──────── Data for this exercise

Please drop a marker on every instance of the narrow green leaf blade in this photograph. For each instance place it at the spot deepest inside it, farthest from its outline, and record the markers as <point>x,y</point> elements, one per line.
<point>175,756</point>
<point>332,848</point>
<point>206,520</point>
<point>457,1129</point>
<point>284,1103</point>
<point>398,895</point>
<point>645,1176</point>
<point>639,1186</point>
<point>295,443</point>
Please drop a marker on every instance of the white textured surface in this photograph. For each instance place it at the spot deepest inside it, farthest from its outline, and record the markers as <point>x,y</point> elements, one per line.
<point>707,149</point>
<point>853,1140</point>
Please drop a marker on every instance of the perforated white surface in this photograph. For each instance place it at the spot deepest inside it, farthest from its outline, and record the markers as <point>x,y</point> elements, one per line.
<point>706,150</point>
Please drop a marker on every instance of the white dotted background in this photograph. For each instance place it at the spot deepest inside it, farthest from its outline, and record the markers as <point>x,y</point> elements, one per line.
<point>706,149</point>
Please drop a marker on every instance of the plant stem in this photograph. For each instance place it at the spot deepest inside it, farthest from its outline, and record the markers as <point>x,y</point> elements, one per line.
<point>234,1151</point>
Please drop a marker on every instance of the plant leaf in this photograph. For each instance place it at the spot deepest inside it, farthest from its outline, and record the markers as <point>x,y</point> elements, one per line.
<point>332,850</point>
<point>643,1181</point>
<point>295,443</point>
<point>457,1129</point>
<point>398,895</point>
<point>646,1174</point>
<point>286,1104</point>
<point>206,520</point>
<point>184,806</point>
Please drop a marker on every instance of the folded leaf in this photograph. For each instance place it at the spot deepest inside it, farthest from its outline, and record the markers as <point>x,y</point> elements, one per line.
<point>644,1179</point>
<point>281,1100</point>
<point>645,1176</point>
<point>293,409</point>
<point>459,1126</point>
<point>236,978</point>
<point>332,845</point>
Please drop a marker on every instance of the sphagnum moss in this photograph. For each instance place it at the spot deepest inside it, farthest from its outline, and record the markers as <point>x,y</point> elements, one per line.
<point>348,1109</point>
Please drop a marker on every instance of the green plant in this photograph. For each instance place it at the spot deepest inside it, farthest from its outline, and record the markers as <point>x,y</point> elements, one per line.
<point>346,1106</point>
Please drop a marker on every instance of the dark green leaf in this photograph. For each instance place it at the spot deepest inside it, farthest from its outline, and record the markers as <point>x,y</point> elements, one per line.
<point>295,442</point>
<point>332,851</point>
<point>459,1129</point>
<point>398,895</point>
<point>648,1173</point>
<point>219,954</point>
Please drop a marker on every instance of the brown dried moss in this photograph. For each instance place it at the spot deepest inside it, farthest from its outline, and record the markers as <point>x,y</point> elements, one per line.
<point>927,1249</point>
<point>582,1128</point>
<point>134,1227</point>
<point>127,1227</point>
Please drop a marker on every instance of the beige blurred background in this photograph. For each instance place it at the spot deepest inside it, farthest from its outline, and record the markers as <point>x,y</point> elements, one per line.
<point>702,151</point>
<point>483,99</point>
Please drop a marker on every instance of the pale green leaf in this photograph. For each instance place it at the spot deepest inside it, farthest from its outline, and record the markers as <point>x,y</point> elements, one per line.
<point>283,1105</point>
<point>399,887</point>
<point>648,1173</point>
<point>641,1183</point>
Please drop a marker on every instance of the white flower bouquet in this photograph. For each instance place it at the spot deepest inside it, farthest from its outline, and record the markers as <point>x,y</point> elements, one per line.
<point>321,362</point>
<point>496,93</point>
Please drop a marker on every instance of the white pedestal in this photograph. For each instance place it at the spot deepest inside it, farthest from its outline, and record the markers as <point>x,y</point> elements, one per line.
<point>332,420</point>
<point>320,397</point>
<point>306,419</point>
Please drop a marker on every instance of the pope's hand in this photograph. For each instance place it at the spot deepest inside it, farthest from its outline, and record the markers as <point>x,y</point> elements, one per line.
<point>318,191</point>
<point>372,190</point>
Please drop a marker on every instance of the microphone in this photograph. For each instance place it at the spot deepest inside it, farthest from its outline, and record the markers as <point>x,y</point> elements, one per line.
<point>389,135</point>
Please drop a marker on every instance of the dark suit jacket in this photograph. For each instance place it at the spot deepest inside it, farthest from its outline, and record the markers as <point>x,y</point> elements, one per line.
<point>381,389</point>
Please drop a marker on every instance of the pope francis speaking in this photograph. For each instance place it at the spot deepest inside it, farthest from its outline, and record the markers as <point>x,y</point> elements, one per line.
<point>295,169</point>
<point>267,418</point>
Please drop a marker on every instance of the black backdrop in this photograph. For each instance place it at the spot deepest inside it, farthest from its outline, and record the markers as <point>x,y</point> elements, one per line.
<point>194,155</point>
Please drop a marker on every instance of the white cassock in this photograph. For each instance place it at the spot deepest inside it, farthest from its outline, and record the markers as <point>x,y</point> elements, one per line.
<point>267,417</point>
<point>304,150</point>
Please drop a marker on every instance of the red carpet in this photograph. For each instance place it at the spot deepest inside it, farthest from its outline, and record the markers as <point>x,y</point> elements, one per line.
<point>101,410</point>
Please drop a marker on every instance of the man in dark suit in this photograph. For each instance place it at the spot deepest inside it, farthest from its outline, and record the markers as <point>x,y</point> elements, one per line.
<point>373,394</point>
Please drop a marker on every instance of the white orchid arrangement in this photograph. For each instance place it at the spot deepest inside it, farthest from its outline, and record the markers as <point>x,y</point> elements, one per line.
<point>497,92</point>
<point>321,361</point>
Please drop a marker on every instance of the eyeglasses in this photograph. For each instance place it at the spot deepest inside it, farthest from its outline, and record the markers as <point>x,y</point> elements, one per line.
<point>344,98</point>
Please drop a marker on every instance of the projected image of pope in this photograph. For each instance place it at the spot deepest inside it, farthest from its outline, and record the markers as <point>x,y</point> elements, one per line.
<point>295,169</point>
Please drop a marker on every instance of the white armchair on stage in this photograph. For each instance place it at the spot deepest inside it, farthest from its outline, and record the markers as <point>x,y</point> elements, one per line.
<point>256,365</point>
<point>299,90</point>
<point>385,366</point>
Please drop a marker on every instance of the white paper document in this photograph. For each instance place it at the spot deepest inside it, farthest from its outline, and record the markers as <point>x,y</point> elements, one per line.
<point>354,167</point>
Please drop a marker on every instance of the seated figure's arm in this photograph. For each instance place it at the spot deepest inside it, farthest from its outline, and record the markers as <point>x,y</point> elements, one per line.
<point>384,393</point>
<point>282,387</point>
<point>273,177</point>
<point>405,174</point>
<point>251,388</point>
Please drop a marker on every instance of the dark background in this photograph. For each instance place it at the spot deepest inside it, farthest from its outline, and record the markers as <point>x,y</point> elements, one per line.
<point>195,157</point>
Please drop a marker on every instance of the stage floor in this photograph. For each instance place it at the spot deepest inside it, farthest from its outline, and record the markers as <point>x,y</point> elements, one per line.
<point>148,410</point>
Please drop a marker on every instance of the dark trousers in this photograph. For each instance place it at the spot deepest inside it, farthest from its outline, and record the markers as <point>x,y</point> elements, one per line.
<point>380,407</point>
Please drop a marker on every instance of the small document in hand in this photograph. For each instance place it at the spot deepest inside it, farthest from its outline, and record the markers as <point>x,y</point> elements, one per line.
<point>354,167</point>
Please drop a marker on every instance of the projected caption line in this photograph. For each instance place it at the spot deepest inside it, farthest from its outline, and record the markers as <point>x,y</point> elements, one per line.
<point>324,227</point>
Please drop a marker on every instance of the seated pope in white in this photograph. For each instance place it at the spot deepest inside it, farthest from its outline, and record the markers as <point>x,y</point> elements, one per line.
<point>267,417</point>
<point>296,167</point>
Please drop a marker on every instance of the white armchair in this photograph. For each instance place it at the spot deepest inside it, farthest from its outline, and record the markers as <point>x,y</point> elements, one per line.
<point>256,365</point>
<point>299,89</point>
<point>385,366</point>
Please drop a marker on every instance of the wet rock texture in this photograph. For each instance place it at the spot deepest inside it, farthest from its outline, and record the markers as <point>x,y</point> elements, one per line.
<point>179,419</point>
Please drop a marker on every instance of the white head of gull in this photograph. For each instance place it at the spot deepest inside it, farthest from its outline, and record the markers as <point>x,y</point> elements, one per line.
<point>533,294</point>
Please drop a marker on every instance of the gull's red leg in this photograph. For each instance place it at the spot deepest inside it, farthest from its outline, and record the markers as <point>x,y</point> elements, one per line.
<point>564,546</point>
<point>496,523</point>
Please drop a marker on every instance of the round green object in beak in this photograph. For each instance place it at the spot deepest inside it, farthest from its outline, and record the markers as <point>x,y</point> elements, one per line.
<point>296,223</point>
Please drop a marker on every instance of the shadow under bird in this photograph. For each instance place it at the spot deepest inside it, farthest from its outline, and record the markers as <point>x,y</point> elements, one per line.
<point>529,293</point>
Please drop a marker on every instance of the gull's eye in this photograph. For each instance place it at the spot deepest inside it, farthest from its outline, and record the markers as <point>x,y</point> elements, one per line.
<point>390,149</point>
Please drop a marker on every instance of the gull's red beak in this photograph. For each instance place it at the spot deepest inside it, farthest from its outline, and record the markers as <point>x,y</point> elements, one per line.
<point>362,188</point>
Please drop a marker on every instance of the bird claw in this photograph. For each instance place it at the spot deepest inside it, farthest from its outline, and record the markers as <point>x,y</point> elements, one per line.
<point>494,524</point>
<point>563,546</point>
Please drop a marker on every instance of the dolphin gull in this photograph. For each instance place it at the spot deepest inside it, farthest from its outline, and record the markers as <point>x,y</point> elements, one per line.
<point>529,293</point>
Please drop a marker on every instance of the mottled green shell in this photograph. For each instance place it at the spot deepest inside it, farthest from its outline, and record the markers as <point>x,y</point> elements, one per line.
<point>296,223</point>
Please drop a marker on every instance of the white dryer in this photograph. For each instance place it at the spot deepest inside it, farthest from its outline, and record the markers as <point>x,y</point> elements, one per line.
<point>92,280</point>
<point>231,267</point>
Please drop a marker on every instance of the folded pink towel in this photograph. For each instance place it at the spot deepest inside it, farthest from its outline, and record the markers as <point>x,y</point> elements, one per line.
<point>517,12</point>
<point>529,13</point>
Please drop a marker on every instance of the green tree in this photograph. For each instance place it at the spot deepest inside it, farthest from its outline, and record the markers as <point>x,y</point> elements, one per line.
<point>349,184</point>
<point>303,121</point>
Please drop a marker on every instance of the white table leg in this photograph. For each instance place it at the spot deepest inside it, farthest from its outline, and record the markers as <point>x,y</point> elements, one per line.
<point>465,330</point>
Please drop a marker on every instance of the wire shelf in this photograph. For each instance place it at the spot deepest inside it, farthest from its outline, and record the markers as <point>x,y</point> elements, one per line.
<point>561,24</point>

────────────────

## Your task
Scale lines that begin at the line containing "Please drop a marker on every instance of the plant stem" and stop after the line containing "<point>184,806</point>", reproducing each line, requests included, with every point coordinate multiplied by 0.75 and rounded to the nearest whole number, halves rounded up. Give only these lines.

## Reply to the task
Please drop a marker on every instance of the plant stem in this photograph. For each instance place it at the spot deepest inside it, farthest from its outline, and record the markers as <point>x,y</point> elements, one per line.
<point>176,863</point>
Please drop a marker on every instance of the plant leaf in this photograph. For each instance place it at the spot deepest inside it, farthest from its outline, and record the markers as <point>x,y</point> elements, one per line.
<point>249,638</point>
<point>482,886</point>
<point>221,332</point>
<point>343,847</point>
<point>299,671</point>
<point>485,881</point>
<point>215,828</point>
<point>155,390</point>
<point>138,605</point>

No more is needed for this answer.